Return every line of the listing below that contains the string "building".

(Annotated coordinate records)

________________________

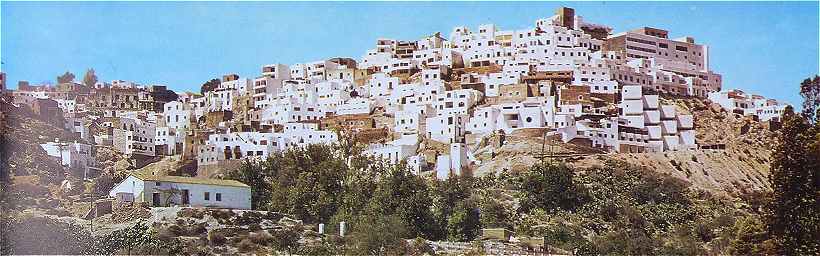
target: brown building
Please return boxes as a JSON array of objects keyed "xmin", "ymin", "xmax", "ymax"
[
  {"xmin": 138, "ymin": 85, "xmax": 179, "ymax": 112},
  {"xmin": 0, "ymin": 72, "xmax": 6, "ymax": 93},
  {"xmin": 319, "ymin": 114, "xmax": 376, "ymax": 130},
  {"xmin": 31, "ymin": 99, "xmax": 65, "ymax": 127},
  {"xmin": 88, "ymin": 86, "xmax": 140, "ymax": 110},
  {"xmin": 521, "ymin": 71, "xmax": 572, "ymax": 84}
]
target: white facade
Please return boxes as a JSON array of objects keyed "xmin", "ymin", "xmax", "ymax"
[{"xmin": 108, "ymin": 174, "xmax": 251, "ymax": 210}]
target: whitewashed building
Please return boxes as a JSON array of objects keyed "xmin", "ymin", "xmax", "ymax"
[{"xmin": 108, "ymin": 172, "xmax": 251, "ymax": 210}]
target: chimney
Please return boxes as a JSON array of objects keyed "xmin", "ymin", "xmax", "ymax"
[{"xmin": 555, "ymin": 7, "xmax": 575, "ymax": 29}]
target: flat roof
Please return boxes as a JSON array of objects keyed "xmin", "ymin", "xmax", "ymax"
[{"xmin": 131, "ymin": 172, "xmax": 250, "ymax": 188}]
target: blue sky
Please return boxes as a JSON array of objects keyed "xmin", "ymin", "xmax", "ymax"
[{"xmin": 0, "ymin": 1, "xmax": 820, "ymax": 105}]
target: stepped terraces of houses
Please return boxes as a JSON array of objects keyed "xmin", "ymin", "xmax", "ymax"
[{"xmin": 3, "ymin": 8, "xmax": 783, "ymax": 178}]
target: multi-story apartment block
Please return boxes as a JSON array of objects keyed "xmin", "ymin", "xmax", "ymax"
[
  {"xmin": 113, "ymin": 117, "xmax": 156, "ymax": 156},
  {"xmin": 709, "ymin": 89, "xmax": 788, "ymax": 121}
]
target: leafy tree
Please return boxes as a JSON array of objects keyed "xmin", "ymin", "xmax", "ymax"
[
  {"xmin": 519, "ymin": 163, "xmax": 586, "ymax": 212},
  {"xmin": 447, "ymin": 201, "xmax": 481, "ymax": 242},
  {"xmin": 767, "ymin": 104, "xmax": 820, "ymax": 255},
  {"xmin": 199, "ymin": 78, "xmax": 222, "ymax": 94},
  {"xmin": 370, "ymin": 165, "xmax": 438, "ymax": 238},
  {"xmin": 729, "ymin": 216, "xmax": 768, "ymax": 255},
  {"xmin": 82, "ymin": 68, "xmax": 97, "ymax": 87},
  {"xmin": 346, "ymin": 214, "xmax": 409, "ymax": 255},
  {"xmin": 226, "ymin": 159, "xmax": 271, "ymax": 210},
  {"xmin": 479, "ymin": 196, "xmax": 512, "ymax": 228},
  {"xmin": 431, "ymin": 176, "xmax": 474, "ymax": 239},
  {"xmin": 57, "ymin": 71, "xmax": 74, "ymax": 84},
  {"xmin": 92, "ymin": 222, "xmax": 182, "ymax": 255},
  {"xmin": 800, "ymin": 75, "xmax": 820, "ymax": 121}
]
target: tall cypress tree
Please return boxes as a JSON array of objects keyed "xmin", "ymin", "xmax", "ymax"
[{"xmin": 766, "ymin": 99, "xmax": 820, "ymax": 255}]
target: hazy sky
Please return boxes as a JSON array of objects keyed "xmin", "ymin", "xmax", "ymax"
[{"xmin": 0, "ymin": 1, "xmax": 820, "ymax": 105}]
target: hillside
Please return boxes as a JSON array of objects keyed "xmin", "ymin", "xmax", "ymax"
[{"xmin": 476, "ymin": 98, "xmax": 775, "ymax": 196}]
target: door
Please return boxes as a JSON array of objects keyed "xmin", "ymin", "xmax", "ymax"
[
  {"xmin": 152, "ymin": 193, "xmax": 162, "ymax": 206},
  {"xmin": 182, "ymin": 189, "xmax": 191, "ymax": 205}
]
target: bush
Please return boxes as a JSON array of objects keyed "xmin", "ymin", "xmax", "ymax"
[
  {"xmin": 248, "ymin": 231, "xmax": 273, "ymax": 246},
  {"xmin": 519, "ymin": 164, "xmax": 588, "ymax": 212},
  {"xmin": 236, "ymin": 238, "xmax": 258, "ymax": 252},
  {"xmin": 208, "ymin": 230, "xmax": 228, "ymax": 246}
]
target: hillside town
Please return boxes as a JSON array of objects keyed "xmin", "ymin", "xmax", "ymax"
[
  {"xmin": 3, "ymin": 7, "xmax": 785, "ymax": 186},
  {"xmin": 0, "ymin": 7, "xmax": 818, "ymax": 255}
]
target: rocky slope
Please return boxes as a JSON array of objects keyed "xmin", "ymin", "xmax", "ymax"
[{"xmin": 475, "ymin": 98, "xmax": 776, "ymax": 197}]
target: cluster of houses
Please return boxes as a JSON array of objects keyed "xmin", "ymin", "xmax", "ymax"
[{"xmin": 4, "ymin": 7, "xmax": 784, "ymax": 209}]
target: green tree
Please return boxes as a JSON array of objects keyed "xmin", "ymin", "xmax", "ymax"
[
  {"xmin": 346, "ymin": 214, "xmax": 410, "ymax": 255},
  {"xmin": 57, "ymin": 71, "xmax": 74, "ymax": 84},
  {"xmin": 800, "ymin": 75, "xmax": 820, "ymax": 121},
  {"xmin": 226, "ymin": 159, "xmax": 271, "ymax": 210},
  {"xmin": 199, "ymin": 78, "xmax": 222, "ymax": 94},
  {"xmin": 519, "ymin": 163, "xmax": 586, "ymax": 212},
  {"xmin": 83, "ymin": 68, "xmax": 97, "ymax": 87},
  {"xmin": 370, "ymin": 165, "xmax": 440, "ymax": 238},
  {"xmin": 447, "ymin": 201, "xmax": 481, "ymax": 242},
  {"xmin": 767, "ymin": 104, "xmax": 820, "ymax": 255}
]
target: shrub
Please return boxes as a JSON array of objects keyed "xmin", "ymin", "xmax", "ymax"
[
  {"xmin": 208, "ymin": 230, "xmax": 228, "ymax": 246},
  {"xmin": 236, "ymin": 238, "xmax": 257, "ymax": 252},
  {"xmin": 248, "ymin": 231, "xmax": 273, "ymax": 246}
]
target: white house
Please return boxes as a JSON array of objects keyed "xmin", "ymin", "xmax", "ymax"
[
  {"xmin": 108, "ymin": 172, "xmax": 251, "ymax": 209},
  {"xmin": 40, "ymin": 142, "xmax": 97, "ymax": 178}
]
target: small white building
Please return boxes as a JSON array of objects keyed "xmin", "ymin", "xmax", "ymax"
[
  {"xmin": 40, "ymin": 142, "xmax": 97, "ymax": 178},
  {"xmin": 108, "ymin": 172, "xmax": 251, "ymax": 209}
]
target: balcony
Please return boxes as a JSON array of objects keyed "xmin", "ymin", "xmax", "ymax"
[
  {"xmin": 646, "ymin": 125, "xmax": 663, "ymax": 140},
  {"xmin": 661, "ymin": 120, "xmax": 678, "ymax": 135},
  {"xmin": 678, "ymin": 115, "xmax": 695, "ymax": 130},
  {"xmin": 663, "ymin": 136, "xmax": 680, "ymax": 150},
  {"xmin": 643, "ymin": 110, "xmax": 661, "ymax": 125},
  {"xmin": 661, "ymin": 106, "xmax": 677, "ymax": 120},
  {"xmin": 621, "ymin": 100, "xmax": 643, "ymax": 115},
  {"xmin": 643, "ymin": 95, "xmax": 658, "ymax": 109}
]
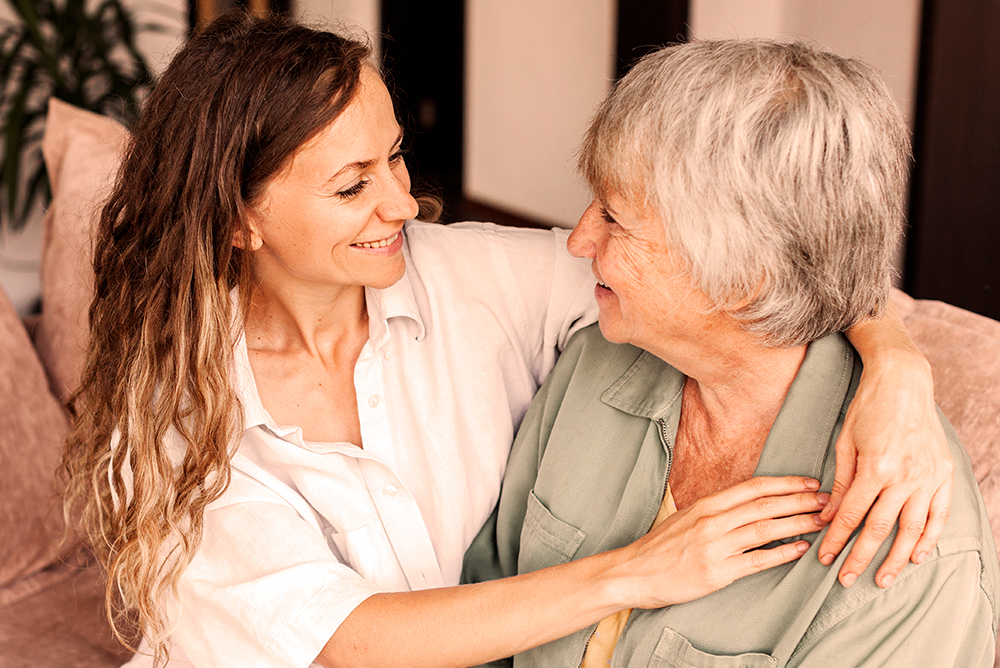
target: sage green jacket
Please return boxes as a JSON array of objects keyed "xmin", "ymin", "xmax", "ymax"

________________________

Result of this exercise:
target: brown building
target: whitewashed building
target: small white building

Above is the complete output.